**Document extract**
Since it would be preferable to know who wins, and how, what I actually implemented is a little more complicated, and a full solution is returned in each case.

1. If the player wins, then the solution is a list of 7 "magic landing spots", one for each possible supplied piece. A magic landing spot need not immediately create a line. It may be part of a strategy to force a line later.
2. If the AI wins, then the solution is simply the identity of a single "killer piece". A killer piece need not immediately result in a player loss. It may be part of a strategy to force a player loss later.

The major optimisation breakthrough I made when planning this program was to observe that when you consider all 7 possible pieces in all 19 possible orientations, from left to right and top to bottom in the well, there are only approximately 4000 possible states which pieces can occupy during the course of any given game. These states form a network or directed graph, joined by edges representing player input. Starting from the original spawning state, pressing Left leads to one state, Right leads to another, as do Down and Rotate. If the wall is in the way, it is possible that pressing any given key will not move the piece, resulting in an edge leading from a state back to itself. There are in fact 7 disconnected graphs of states, one for each possible piece.

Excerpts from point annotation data
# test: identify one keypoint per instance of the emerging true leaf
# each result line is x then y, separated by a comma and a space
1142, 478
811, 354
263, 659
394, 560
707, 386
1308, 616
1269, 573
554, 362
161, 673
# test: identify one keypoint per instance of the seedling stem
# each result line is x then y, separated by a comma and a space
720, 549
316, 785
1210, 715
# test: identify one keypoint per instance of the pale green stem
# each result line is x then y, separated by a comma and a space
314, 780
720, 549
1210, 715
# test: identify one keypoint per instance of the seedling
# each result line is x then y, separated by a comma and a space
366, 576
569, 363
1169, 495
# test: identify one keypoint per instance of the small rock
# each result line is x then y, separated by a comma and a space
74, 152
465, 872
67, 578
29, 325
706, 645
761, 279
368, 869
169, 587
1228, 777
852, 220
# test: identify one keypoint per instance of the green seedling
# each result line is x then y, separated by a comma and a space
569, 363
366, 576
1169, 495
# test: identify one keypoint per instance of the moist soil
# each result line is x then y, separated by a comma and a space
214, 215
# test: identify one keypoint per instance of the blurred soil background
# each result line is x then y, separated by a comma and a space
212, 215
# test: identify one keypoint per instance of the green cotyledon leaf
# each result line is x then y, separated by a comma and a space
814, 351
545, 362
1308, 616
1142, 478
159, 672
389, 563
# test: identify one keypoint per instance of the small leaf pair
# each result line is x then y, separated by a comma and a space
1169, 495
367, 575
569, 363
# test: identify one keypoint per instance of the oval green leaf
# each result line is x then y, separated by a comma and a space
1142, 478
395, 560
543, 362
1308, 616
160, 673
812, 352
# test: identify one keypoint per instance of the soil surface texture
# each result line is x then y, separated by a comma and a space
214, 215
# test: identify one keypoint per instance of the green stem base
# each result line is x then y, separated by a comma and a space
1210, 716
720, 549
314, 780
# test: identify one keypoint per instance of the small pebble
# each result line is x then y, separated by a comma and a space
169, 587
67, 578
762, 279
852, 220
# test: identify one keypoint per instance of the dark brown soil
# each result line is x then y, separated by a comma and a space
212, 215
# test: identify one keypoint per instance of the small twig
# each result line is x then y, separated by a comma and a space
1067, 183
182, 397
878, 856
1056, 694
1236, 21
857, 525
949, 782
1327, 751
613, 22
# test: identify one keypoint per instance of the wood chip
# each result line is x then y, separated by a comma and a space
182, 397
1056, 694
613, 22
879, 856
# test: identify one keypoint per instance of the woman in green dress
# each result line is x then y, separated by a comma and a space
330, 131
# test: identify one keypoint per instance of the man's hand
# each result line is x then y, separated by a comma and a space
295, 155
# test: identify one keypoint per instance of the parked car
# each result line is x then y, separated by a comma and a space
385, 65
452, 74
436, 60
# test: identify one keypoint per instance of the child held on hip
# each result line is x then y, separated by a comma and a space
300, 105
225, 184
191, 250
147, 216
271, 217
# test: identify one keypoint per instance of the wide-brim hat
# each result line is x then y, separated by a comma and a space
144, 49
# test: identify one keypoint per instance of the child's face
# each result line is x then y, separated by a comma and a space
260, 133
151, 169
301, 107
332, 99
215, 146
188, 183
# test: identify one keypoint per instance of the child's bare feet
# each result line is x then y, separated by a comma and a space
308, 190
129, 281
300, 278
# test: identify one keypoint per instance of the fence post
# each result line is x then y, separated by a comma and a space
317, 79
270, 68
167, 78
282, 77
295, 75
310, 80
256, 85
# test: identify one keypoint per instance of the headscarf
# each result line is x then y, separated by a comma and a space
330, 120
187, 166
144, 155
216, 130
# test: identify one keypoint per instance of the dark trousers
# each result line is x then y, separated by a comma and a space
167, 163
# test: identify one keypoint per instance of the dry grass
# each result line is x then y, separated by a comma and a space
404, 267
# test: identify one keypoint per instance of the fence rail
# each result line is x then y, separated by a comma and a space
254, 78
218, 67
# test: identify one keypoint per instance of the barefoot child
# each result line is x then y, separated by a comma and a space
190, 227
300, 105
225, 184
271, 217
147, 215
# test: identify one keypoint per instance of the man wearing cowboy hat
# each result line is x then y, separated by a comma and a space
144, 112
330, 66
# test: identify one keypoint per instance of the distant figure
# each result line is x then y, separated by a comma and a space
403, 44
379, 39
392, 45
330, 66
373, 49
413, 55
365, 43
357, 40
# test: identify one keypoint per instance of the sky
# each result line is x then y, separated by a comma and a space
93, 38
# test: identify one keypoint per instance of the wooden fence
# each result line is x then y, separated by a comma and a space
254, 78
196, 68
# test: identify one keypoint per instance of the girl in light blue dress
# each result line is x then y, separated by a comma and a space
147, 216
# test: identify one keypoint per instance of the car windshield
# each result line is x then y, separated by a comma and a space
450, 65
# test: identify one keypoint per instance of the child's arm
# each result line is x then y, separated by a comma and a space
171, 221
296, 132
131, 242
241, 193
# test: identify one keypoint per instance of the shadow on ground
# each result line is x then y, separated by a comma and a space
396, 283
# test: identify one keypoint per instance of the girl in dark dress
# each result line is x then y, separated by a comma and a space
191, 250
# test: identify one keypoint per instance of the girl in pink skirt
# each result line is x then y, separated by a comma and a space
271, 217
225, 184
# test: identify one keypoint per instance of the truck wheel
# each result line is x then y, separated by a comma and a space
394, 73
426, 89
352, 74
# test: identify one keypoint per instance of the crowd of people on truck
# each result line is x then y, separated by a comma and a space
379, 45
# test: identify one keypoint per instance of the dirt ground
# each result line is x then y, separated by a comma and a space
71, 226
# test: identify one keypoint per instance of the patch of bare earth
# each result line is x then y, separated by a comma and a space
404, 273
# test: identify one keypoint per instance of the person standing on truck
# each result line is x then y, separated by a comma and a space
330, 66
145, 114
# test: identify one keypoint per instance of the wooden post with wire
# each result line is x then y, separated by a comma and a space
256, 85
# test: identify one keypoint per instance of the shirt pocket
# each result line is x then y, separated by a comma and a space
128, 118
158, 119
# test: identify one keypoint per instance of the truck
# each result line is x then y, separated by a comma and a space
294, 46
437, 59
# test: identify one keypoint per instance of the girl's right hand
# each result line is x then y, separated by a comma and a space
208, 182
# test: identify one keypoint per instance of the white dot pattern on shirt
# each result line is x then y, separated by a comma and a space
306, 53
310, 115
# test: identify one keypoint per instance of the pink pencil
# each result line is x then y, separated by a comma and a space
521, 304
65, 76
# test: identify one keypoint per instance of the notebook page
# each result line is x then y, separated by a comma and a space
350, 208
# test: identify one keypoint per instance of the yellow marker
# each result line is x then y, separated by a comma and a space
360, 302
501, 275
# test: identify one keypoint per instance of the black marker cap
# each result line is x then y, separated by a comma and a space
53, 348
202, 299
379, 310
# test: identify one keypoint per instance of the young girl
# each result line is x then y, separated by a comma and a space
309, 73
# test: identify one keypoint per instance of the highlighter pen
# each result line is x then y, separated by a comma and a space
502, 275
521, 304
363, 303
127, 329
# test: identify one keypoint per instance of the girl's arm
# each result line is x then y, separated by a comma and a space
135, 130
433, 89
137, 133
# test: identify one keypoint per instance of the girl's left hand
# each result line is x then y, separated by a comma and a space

**Direction A**
In the records, rewrite the lines starting with the line containing "# test: identify one keypoint per instance of the girl's arm" and going on through the end of the records, replacing "girl's" with "child's" and leaving everything else unchanged.
**Direction B**
Write a continuation of the text about the falling-piece game solver, starting right after its final sentence.

**Right answer A**
# test: identify one keypoint per instance of the child's arm
# each result line is x then y, separated by a comma and a space
135, 130
433, 89
137, 133
# test: identify one keypoint per instance of the child's left hand
# each result line is x then y, separated by a comma and a space

**Right answer B**
Having seen this, I wrote my program to generate every single possible state in a single procedure right at the start of execution, before beginning the brute force search. During this initial stage, all the tedious calculation of bit masks, piece rotation and piece dimensions and positions and offsets is handled and then cached in a single big array for future reference. Also cached are the edges connecting states together.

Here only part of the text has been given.